Output each line from the one that contains "the baby's nose" to the final line of the data below, exactly, and include nothing else.

━━━━━━━━━━━━━━━━━━━━

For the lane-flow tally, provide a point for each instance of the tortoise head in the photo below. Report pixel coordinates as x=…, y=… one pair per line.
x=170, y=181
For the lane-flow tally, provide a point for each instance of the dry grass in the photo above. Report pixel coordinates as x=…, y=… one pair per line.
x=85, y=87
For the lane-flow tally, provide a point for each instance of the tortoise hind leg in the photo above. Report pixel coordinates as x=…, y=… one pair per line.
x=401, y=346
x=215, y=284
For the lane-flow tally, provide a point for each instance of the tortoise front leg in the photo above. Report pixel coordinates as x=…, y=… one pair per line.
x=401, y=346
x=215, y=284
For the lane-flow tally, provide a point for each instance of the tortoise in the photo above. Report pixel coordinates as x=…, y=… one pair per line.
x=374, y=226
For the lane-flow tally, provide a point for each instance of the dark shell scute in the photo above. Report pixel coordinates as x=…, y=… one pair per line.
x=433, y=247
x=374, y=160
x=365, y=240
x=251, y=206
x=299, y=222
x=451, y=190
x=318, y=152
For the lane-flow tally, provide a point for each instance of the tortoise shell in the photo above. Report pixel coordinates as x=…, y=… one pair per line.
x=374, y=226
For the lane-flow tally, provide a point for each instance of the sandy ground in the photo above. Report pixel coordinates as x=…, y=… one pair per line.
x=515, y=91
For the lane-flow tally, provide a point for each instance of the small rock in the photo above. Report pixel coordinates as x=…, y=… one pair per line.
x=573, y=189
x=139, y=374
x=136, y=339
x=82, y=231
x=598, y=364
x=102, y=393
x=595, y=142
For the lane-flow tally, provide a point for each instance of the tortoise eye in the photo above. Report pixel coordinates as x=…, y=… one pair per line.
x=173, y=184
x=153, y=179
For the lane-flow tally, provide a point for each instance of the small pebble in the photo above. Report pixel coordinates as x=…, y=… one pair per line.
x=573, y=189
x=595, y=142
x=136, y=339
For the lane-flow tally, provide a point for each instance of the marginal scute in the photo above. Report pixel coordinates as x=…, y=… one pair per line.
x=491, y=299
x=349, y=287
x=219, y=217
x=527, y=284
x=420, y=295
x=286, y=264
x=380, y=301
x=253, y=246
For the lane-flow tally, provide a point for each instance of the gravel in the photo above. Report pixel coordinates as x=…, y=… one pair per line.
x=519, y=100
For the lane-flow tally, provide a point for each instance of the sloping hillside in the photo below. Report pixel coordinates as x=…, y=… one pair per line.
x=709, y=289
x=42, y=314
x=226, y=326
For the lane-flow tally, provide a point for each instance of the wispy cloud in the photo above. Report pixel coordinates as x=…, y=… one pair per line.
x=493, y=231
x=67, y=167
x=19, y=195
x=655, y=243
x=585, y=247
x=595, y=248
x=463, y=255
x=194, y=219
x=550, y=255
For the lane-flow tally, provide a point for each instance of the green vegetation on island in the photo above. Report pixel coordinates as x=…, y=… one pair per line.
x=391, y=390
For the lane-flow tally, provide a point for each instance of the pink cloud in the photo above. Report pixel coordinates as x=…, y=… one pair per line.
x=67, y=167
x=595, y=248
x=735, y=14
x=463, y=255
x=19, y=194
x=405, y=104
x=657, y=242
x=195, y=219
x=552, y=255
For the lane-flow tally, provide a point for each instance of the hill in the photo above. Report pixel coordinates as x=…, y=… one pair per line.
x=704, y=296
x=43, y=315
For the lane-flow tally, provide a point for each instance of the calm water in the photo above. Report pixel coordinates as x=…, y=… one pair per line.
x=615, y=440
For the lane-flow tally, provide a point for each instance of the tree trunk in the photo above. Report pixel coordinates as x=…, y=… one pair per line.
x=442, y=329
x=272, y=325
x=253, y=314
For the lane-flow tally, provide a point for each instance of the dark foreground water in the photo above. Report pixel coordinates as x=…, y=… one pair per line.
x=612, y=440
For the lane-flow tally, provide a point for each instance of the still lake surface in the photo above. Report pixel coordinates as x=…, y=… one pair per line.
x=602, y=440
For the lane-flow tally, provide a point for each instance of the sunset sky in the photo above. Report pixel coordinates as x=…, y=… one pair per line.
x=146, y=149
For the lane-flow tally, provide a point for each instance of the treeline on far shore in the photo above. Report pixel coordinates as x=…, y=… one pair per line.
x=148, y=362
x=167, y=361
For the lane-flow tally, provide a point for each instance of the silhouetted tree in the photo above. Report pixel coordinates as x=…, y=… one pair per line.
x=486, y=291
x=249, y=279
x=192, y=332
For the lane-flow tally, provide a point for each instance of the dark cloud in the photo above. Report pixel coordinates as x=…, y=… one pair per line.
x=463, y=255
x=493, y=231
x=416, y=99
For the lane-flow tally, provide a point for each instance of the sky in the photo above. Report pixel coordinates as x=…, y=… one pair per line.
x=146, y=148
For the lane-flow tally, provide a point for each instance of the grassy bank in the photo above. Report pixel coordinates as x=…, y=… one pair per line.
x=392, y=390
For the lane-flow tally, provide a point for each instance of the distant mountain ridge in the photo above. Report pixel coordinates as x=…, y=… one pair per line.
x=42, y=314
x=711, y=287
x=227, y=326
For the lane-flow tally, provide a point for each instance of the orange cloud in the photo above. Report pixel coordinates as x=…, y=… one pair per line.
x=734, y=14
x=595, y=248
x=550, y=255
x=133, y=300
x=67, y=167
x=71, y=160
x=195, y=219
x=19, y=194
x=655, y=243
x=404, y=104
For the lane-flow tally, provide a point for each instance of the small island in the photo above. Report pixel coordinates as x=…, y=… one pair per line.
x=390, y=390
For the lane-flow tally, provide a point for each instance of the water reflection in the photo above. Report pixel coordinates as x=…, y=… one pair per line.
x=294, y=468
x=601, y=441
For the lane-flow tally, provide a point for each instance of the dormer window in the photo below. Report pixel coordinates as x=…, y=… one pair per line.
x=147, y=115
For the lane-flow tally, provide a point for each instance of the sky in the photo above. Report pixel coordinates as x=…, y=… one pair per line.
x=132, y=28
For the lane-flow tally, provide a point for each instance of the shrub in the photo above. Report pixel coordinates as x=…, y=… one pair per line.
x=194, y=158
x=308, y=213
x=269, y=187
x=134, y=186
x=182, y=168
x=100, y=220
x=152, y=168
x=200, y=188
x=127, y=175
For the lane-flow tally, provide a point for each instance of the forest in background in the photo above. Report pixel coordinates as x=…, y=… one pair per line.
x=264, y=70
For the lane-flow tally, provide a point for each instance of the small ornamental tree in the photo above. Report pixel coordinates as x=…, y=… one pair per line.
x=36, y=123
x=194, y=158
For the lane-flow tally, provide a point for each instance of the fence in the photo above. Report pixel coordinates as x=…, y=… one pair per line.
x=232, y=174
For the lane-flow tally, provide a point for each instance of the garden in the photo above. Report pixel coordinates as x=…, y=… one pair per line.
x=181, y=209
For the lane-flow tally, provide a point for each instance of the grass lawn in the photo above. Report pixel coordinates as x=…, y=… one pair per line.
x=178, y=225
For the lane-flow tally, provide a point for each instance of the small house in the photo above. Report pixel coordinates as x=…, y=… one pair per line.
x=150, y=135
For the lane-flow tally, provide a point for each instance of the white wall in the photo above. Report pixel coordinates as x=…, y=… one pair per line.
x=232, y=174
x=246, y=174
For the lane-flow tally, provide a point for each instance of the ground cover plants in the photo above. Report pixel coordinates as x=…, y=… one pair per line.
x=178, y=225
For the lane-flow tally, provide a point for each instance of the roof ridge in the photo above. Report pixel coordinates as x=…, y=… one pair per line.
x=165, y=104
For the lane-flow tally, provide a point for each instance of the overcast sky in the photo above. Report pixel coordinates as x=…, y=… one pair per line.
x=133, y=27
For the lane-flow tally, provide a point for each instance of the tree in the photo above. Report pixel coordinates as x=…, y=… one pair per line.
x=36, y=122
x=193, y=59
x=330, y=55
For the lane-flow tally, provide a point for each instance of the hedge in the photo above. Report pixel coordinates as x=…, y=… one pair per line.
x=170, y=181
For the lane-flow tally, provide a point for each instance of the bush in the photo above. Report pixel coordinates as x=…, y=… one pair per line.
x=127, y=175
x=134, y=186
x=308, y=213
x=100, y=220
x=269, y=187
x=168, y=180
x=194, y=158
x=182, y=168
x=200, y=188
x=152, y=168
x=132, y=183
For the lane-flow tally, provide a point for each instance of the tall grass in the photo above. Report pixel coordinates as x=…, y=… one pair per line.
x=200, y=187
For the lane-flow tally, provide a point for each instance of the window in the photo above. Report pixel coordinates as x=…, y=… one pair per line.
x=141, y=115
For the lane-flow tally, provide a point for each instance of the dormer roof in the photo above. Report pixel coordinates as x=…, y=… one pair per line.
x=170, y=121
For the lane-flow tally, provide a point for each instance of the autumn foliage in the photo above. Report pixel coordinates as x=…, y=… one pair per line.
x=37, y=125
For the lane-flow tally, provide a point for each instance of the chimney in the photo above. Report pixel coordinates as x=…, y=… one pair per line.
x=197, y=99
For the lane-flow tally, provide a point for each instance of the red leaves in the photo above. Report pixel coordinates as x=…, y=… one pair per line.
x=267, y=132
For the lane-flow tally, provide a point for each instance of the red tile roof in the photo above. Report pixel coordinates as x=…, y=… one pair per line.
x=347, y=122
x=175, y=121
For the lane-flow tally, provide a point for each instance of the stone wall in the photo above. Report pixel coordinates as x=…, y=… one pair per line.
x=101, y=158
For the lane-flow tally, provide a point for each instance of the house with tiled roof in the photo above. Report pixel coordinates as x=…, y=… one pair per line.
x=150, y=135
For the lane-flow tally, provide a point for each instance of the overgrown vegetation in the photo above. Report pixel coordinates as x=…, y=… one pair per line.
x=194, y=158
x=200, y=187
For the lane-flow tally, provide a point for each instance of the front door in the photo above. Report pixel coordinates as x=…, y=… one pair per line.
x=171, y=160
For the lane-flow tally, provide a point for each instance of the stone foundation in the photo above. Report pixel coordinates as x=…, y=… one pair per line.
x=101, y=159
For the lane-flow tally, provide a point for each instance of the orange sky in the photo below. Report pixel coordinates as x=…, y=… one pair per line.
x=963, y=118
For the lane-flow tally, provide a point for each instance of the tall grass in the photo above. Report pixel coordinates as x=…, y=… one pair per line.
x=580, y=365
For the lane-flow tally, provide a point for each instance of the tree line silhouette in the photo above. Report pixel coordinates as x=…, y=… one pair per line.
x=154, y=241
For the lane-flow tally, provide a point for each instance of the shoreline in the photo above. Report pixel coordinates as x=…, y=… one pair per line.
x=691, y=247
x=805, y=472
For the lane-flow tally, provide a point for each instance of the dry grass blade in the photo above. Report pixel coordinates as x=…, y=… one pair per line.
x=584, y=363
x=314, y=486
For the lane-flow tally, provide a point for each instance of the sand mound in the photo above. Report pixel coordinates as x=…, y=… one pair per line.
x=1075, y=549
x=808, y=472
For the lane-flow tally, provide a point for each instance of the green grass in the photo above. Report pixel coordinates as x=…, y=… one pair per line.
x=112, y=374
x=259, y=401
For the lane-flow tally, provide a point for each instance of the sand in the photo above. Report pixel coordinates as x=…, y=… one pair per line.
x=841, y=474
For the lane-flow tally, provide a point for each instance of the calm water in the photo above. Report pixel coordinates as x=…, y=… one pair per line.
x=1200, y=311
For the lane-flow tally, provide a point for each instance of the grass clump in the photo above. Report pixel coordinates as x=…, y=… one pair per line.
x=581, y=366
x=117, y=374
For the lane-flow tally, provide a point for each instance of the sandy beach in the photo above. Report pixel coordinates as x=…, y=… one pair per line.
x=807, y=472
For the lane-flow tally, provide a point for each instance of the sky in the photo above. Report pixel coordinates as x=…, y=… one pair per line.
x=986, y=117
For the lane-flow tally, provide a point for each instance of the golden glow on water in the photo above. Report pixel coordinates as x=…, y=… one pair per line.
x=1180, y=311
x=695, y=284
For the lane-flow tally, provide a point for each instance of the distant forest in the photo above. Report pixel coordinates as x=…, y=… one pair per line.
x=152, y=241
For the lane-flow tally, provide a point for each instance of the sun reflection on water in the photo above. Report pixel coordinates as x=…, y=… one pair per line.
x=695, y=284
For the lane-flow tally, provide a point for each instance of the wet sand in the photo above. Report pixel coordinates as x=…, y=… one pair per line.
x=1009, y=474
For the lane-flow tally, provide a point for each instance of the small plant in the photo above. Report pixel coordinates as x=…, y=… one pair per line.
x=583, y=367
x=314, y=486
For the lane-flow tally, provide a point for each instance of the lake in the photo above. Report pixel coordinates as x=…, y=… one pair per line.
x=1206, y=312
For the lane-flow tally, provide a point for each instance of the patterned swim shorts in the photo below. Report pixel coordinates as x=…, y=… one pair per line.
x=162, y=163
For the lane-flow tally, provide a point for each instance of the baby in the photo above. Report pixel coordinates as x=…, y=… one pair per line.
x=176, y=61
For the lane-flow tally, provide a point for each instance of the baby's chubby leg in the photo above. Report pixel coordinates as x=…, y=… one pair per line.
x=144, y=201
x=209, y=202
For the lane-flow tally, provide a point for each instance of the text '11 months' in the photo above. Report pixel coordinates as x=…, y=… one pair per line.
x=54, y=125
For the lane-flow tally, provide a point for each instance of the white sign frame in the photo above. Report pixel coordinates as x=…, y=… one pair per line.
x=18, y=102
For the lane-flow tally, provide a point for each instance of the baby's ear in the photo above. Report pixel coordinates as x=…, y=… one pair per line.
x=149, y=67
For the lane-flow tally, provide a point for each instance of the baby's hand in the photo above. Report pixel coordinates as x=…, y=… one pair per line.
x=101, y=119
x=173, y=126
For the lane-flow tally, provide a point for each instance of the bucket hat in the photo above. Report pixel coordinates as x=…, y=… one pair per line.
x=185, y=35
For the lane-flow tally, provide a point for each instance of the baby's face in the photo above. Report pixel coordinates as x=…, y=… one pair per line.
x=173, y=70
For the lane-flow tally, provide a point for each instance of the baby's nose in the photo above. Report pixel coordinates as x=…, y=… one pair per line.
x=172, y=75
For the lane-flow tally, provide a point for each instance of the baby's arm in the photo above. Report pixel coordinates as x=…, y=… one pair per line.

━━━━━━━━━━━━━━━━━━━━

(RESULT)
For the lane-flow tally, provide a point for each instance of the baby's nose in the photo above. Report pixel coordinates as x=…, y=… one pair per line.
x=172, y=75
For the lane-flow tally, provide a point for each instance of the baby's arm in the photo above. Report pixel coordinates as x=…, y=… one pair per line.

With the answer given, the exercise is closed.